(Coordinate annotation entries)

— begin —

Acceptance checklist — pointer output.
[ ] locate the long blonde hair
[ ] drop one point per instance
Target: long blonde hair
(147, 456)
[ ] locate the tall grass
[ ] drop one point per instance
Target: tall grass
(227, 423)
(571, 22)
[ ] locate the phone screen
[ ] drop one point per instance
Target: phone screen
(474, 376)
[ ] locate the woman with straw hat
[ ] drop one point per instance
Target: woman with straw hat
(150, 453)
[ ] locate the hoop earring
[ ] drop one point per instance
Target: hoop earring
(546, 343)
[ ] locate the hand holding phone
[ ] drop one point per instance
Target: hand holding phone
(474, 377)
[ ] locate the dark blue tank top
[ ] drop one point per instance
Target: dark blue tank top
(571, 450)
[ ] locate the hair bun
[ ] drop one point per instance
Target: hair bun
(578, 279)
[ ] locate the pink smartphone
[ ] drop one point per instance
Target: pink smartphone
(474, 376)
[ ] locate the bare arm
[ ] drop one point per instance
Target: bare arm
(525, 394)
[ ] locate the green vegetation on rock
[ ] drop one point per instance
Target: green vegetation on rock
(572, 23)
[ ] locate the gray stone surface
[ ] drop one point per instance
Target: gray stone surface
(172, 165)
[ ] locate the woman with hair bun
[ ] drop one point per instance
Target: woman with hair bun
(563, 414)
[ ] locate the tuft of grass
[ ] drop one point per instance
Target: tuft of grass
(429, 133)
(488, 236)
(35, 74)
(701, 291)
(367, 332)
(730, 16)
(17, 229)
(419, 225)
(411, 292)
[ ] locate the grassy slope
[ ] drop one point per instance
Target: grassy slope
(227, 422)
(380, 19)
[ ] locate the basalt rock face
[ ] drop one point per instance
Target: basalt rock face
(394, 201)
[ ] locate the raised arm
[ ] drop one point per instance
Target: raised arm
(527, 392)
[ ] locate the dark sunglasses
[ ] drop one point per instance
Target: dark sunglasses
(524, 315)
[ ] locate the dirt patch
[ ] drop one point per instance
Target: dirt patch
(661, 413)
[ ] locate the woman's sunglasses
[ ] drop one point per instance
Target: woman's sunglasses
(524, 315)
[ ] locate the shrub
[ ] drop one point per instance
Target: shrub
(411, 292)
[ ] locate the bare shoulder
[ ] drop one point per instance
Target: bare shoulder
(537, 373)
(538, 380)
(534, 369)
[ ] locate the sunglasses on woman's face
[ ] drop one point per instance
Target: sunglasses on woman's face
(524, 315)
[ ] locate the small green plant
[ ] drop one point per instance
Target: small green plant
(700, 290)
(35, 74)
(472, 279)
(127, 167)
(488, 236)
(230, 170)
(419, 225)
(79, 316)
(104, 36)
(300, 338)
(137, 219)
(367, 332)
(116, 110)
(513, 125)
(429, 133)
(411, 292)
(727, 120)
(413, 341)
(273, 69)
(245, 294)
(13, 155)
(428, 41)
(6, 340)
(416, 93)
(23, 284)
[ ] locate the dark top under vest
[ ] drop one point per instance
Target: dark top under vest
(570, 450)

— end —

Problem details: Quote every entry above word for word, from the first line through the last point.

Answer to the exercise:
Acceptance checklist — pointer output.
[ ] locate the long blonde hair
[ ] drop one point per instance
Target: long blonde hair
(147, 456)
[ ] locate the tall grass
[ ] drop one point per instance
Target: tall grass
(227, 423)
(571, 22)
[ ] locate the phone screen
[ ] drop one point per instance
Target: phone screen
(474, 376)
[ ] locate the woman with straw hat
[ ] drop one point per instance
Target: woman with straw hat
(150, 453)
[ ] locate the hoop earring
[ ] drop one point per instance
Target: hoop earring
(546, 343)
[ ] locate the hand holding phone
[ ] drop one point per instance
Target: hand holding phone
(474, 377)
[ ] locate the dark blue tank top
[ ] drop one point per instance
Target: dark blue tank top
(571, 450)
[ ] locate the hair bun
[ ] drop one point per instance
Target: hair bun
(578, 279)
[ ] locate the pink smartphone
[ ] drop one point per instance
Target: pink smartphone
(474, 376)
[ ] locate the bare arm
[ ] drop one point per instance
Target: bare arm
(525, 394)
[ ] locate the green vegetation on rock
[ ] drop one point per instance
Target: green vegetation on rock
(572, 23)
[ ] locate the gray stone surface
[ ] drop one point per instance
Target: gray stone surface
(172, 165)
[ ] locate the woman with hair bun
[ ] drop one point per instance
Target: woman with hair bun
(563, 414)
[ ] locate the tuft of grass
[ ] drop one point per instance
Target: tuft of grass
(429, 133)
(488, 236)
(35, 74)
(701, 291)
(367, 332)
(730, 16)
(17, 229)
(419, 225)
(411, 292)
[ ] locate the grassy slope
[ ] drop one point per instance
Target: grassy slope
(227, 422)
(380, 19)
[ ] locate the basalt rock face
[ ] drop one point per instance
Target: basalt rock face
(394, 201)
[ ] locate the raised arm
[ ] drop one point per instance
Target: raised arm
(527, 392)
[ ] locate the dark sunglasses
[ ] drop one point per instance
Target: dark sunglasses
(524, 315)
[ ] locate the dirt patch
[ ] drop one point per instance
Target: dirt patch
(661, 413)
[ ] locate the woman's sunglasses
[ ] drop one point per instance
Target: woman's sunglasses
(524, 315)
[ ] locate the shrub
[ ] drop one point per instance
Target: shrub
(411, 292)
[ ] locate the bare shoulder
[ ] drop one point per instance
Target: bare shoulder
(537, 373)
(538, 380)
(534, 369)
[ ] locate the sunglasses on woman's face
[ ] drop one point per instance
Target: sunglasses on woman's face
(524, 315)
[ ] locate the small green plant
[ ] drop one point per instance
Target: small green plant
(700, 290)
(35, 74)
(472, 279)
(127, 167)
(488, 236)
(230, 170)
(419, 225)
(79, 316)
(104, 36)
(300, 338)
(137, 219)
(367, 332)
(116, 110)
(513, 125)
(429, 133)
(411, 292)
(727, 120)
(413, 341)
(273, 69)
(245, 294)
(13, 155)
(428, 41)
(6, 340)
(416, 93)
(23, 284)
[ ] locate the dark top under vest
[ ] drop one point per instance
Target: dark top under vest
(570, 450)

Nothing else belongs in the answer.